__Task prompt__:
Which lines in the data below contain the string "subaru", matching case exactly? Report each of those lines in full.

__Named object pointing data__:
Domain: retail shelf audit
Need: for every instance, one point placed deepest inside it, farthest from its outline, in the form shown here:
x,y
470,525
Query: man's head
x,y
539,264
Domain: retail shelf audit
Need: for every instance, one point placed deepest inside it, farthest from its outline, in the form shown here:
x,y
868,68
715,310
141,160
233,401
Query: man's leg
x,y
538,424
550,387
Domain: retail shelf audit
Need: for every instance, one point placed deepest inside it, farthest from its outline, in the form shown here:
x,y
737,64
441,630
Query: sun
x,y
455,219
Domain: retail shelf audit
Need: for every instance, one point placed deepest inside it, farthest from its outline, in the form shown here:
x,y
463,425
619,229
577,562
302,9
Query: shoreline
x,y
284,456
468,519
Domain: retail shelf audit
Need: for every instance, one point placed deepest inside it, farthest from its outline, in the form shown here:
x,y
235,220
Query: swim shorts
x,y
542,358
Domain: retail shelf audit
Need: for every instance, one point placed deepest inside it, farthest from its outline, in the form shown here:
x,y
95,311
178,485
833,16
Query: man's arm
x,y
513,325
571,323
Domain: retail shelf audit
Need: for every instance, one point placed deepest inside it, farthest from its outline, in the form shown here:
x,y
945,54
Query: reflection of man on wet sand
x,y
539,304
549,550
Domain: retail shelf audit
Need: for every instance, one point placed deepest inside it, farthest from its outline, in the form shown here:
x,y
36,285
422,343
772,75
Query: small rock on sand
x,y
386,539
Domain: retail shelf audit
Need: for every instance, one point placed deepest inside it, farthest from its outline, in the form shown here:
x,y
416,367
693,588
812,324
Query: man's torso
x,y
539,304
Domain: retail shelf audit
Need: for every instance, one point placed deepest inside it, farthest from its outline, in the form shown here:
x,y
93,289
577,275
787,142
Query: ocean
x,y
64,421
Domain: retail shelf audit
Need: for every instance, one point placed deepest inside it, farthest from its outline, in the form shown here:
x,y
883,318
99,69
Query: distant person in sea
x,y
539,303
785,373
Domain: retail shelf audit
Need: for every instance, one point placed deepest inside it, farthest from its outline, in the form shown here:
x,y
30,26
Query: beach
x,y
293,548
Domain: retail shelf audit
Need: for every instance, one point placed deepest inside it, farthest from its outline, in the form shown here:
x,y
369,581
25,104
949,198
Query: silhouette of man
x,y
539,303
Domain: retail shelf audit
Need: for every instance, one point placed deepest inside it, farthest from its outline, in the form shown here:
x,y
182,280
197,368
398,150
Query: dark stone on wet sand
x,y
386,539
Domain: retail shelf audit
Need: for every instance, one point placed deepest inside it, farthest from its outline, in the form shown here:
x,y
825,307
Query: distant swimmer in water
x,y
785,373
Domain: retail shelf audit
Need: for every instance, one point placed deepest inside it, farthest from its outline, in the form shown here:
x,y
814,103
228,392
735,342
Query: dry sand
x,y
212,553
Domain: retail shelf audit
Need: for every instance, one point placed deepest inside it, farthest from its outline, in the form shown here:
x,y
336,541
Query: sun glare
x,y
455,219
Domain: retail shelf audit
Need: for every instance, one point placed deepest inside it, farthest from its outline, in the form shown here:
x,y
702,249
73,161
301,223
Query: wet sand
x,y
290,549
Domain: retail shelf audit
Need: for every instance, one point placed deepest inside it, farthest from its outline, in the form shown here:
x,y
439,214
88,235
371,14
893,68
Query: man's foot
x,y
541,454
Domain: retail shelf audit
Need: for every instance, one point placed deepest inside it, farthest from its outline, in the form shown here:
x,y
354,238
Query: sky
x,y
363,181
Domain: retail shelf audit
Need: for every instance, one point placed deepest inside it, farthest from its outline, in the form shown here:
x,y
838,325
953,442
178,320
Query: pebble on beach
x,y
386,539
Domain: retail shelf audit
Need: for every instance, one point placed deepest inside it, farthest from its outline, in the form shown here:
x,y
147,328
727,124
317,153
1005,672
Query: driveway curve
==
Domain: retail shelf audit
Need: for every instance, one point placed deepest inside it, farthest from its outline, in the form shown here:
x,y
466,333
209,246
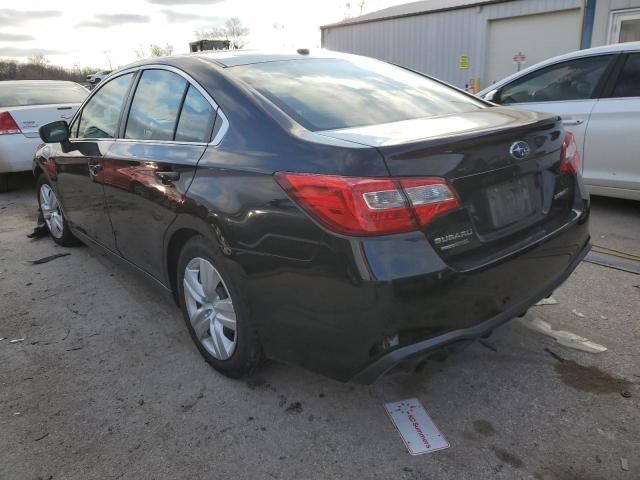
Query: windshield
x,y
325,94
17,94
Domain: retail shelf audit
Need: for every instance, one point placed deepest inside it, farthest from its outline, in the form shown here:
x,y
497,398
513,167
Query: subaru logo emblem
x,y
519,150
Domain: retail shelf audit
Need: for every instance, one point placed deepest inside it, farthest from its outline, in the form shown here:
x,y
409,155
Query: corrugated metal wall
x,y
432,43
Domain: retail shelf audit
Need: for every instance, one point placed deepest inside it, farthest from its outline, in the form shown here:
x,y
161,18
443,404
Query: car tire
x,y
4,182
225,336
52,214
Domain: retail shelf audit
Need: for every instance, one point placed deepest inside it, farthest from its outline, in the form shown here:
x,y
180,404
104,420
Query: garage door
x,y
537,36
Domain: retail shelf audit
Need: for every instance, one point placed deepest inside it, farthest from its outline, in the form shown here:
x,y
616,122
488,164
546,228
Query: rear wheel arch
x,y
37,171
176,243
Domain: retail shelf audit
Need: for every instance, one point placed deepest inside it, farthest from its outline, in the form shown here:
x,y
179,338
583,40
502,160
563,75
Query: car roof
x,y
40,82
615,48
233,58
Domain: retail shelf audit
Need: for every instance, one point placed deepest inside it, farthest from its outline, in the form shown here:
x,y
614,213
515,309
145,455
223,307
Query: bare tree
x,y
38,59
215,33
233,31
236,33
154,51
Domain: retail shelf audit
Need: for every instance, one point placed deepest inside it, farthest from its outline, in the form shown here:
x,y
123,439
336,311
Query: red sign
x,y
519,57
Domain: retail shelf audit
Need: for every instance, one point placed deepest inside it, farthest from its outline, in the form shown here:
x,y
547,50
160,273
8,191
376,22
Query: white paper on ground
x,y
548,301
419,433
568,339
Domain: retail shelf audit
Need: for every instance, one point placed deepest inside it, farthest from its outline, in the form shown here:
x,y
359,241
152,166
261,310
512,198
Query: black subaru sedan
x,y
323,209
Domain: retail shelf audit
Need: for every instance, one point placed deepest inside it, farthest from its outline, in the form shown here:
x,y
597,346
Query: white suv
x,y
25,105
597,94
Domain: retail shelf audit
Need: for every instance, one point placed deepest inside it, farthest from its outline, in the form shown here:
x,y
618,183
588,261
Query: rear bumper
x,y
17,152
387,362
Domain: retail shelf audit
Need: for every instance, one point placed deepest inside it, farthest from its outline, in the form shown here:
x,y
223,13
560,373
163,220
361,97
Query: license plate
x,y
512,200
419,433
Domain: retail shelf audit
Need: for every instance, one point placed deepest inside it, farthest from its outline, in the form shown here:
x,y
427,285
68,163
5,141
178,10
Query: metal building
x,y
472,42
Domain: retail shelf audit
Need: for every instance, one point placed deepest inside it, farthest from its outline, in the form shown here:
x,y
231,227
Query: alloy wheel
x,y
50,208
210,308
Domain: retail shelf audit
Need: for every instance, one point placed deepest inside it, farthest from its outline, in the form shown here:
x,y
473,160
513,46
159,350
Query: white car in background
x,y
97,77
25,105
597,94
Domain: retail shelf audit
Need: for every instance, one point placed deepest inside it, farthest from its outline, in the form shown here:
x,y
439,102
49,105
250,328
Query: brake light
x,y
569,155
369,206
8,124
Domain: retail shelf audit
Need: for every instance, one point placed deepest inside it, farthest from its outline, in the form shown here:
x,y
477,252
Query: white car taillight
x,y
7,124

__Result of the task__:
Query: subaru logo emblem
Query: black subaru sedan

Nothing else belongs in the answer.